Exercise objective: Quote word for word the part of the passage on electric vehicle adoption forecasts that opens with the words containing "Recently, Jack Hollis, Executive" and closes with "for away-from-home recharging.".

Recently, Jack Hollis, Executive Vice President for Toyota, stated that consumer demand is insufficient to support the mass adoption of battery-powered electric vehicles (EVs), claiming that battery EVs cost too much and the infrastructure isn’t ready for away-from-home recharging.
Boston Consulting Group (BCG), however, has released a market projection for EV adoption every year since 2018—every year they’ve repeated the same analysis, and every year they’ve gotten it wrong, under-forecasting how fast EV adoption is going to happen, according to Recurrent Auto Chief Executive Officer Scott Case. Per Case, BCG’s original 2018 EV forecast for 2030 predicted a market share of 21%, and since then the expected market share has more than doubled, reaching a projection of 53% in the 2022 report.
“The market adoption is just happening faster than any moment in the past. This is not about when we get to complete it, or what the numbers have been already. It’s what the best industry experts are forecasting about how fast this is going to happen,” said Case in an interview with Teslarati. “We still have eight years between now and 2030….Eventually, they will get it right because we’ll be in 2030 and we’ll know exactly how many cars were sold that are EVs versus combustion engines. But there’s clearly only one direction that this adoption forecast is going.”

Extracted material:

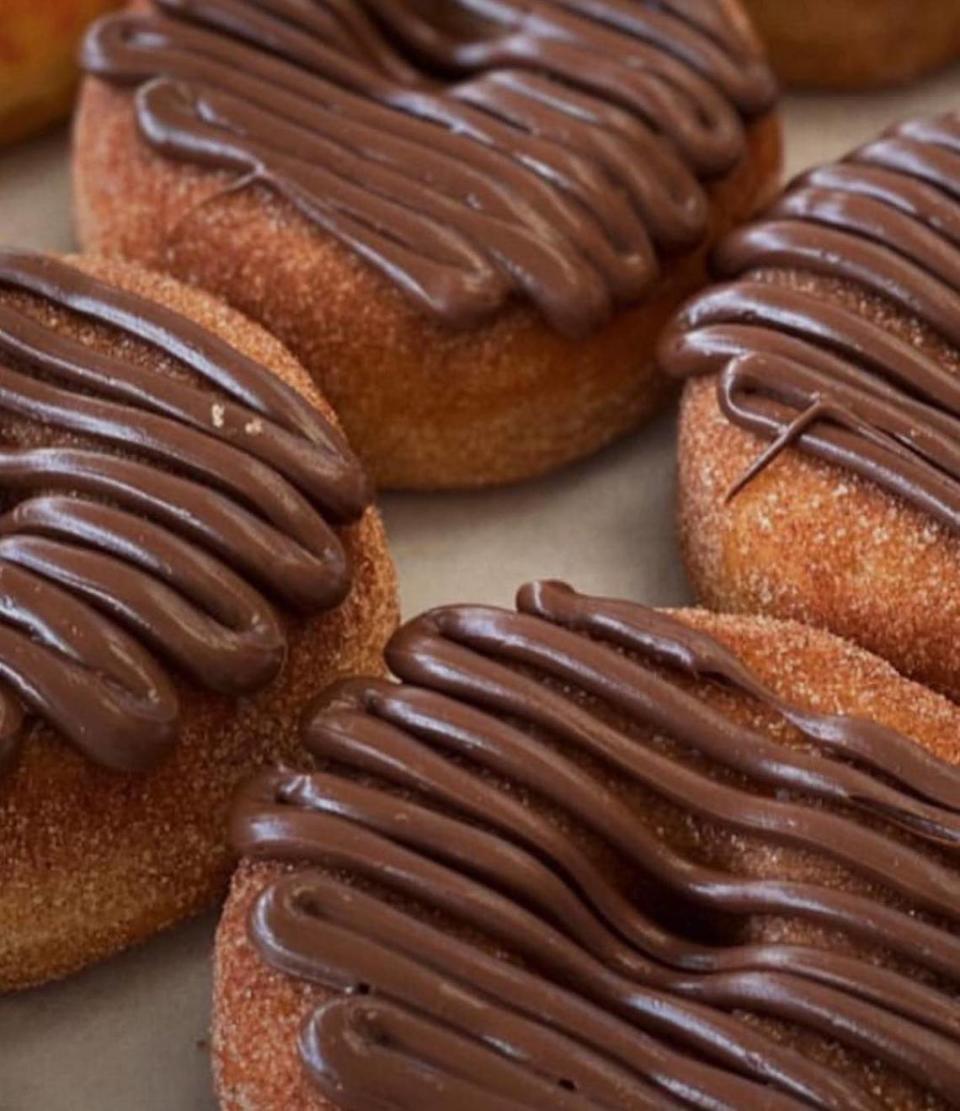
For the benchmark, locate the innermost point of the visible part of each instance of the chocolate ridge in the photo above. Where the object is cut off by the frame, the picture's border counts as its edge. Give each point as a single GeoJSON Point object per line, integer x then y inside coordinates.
{"type": "Point", "coordinates": [547, 150]}
{"type": "Point", "coordinates": [446, 821]}
{"type": "Point", "coordinates": [159, 514]}
{"type": "Point", "coordinates": [797, 368]}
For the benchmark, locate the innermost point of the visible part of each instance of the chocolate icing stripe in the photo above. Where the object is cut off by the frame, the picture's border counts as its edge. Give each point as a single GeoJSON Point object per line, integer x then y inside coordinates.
{"type": "Point", "coordinates": [313, 453]}
{"type": "Point", "coordinates": [167, 507]}
{"type": "Point", "coordinates": [479, 792]}
{"type": "Point", "coordinates": [797, 368]}
{"type": "Point", "coordinates": [386, 948]}
{"type": "Point", "coordinates": [473, 152]}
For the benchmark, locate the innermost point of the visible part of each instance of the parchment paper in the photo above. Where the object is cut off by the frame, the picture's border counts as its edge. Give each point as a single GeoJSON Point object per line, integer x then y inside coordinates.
{"type": "Point", "coordinates": [131, 1033]}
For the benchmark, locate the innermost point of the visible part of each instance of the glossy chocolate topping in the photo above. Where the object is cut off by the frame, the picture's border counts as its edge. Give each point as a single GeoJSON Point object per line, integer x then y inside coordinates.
{"type": "Point", "coordinates": [798, 367]}
{"type": "Point", "coordinates": [149, 516]}
{"type": "Point", "coordinates": [506, 918]}
{"type": "Point", "coordinates": [471, 150]}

Task solution:
Recently, Jack Hollis, Executive Vice President for Toyota, stated that consumer demand is insufficient to support the mass adoption of battery-powered electric vehicles (EVs), claiming that battery EVs cost too much and the infrastructure isn’t ready for away-from-home recharging.